READING PASSAGE:
My question is whether you can get people to follow these principles. If you have to impose them on the group, haven’t you already made the group less democratic by that imposition? And can you impose them on a group?

My (admittedly idealistic) proposal in Natural Enterprise is that self-selection of the group should prevent these problems from occurring in the first place. Those who are disinclined to work for someone who tends to want to dominate will select the dominant types out of the group. Those who want to be dominated, to be told what to do and how to do it, will self-select into groups that include that type of individual. Furthermore, in Natural Enterprise, the self-selecting group’s first task is to set out the mutually agreeable principles by which it will operate. Of course, this is a learning process, one that will be very new to most of us, so it should not be surprising that it takes some time for the self-selection process to work. In its early days, every Natural Enterprise will be expelling those who didn’t work out, allowing others who didn’t understand what they were getting into to select themselves out, and others to be invited or opt in in their place. Every system is messy when it first begins. And I have a great belief in instinct — it is rare when my first instinctive impression of a work colleague, positive or negative, has proven dead wrong. Nature has given us this marvelous gift of instinct to make the process of group self-selection easier and more reliable.

In the aforementioned article on collaboration I described a four-step program for True Collaboration: teaching it as a core skill, recognizing and rewarding its successes, self-assessing our competency at it, and practice, practice, practice. I have seen domineering people humbled by this process, but I have also seen egotistical, inflexible and unimaginative leaders completely ignore brilliant collaborative work-products. I’m the first to confess that collaboration is not currently something most of us do well, but I believe strongly that it works, makes us stronger and more resilient and adaptable as a species, and that for that reason the ability to do it well should be in our genes.

But I have also seen petty despots and cliques who have ruined the communities and organizations they preside over, even though some of them were elected by a majority and believe fervently that they’re acting in the majority’s interest, by minimizing their diversity (in every sense of the word) and essentially expelling anyone with different views. And I’ve seen dictators and cult leaders who rule with an iron fist, some of whom are extraordinarily popular, even revered, despite flagrantly violating these principles of democracy, egalitarianism and collaboration.

Are these behaviours — excessive dominance, bullying, ganging up, hoarding resources, competing instead of collaborating, and doing things without consulting others — unlearnable? And how about the behaviours that make these foolish behaviours possible — others’ submissiveness, cowardice, self-victimization, self-isolation, passivity, meekness, resignation — can they be unlearned too? Is it naive and unrealistic to think that we all have something valuable to contribute, we all instinctively seek and belong to communities, and, given a chance, we could and would all participate as equals in every community and organization to which we belong?

I appreciate that nature has endowed us with dominant and submissive genes, to establish a natural pecking order so that, even without language, we can maintain order in our groups. But in nature there is enormous collaboration and sharing of resources, infinitely more peace and equality and less suffering than we find in most human institutions. I’m not saying we need to learn to be exactly equal, just that by ‘ousting the egos and outing the wallflowers’, we need to learn to be more egalitarian.

I’d love to know more about how WL Gore really works, and how it doesn’t work (Derek suggests the power vacuum spawns horrendous political infighting and undemocratic decision-making). Anyone know people working at Gore, or other organizations with ‘no ranks, no titles, no bosses’, who could share their lessons learned?

WORK ORDER A: In the passage on workplace democracy, what is a self-selecting group's first task in Natural Enterprise?
WORK ORDER B: List the steps of the four-step program for True Collaboration described in the passage on workplace democracy.
WORK ORDER C: Return the section of the passage on workplace democracy that begins at the words "My question is" and stops after "on a group?".

PROVIDED INFORMATION:
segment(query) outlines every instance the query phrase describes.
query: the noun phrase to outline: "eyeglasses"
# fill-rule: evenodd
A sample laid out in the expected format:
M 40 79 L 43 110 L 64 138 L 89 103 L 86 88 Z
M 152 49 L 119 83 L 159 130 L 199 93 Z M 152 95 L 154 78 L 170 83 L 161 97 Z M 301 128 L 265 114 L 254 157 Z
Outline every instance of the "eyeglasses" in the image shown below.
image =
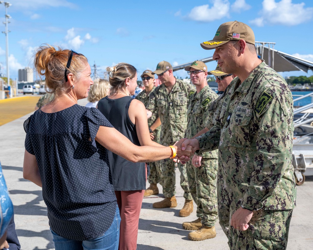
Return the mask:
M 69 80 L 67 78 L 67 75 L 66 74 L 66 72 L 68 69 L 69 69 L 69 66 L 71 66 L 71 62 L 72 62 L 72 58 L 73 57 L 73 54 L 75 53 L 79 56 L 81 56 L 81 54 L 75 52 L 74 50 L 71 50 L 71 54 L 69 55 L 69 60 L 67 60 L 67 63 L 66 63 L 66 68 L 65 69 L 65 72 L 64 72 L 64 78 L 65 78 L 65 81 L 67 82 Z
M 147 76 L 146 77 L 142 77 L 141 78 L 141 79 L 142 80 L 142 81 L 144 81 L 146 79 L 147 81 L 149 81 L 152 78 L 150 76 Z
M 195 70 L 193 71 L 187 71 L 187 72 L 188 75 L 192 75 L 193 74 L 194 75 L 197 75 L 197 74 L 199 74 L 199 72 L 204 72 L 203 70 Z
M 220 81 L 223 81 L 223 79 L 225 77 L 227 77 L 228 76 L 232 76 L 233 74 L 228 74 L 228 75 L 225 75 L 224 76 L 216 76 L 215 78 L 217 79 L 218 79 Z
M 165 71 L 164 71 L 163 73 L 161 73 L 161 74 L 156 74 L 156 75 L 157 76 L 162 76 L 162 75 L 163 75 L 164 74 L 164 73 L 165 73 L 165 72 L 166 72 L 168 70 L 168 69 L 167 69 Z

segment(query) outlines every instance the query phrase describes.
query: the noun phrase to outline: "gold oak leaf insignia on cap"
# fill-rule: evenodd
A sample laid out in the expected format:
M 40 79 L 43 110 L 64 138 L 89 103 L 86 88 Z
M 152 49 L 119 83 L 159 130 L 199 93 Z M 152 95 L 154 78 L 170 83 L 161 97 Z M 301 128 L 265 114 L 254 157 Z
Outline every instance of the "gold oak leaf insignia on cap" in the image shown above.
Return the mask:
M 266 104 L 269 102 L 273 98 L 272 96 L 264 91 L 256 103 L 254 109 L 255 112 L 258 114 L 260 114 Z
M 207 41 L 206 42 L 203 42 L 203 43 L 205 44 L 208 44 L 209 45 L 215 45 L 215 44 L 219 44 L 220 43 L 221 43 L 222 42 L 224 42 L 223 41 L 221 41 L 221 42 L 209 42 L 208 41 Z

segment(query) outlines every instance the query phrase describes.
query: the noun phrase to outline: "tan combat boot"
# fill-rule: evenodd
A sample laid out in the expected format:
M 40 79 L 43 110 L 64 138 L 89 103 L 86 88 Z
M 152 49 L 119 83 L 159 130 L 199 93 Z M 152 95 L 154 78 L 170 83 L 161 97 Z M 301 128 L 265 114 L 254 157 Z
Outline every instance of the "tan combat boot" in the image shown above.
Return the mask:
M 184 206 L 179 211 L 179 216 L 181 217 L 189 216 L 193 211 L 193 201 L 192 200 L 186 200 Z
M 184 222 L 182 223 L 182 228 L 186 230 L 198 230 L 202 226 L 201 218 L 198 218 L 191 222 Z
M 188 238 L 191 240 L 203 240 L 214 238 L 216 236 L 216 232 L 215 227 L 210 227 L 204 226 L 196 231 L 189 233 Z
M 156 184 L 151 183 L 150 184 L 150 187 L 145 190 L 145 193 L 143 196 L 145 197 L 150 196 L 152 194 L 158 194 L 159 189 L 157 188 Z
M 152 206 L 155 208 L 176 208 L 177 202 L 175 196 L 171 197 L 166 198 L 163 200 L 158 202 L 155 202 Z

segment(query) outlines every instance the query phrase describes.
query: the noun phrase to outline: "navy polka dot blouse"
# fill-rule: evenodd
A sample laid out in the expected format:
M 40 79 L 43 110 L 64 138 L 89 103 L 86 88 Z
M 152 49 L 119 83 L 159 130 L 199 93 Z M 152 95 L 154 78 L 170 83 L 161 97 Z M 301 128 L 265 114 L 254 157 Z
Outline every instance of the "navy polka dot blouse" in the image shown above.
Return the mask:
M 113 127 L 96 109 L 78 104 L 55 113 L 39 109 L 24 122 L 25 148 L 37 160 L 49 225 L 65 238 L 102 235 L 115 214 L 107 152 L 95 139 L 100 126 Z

RESULT A: Its first task is to set out the mutually agreeable principles by which it will operate.

RESULT B:
- Teaching it as a core skill
- Recognizing and rewarding its successes
- Self-assessing our competency at it
- Practice, practice, practice

RESULT C:
My question is whether you can get people to follow these principles. If you have to impose them on the group, haven’t you already made the group less democratic by that imposition? And can you impose them on a group?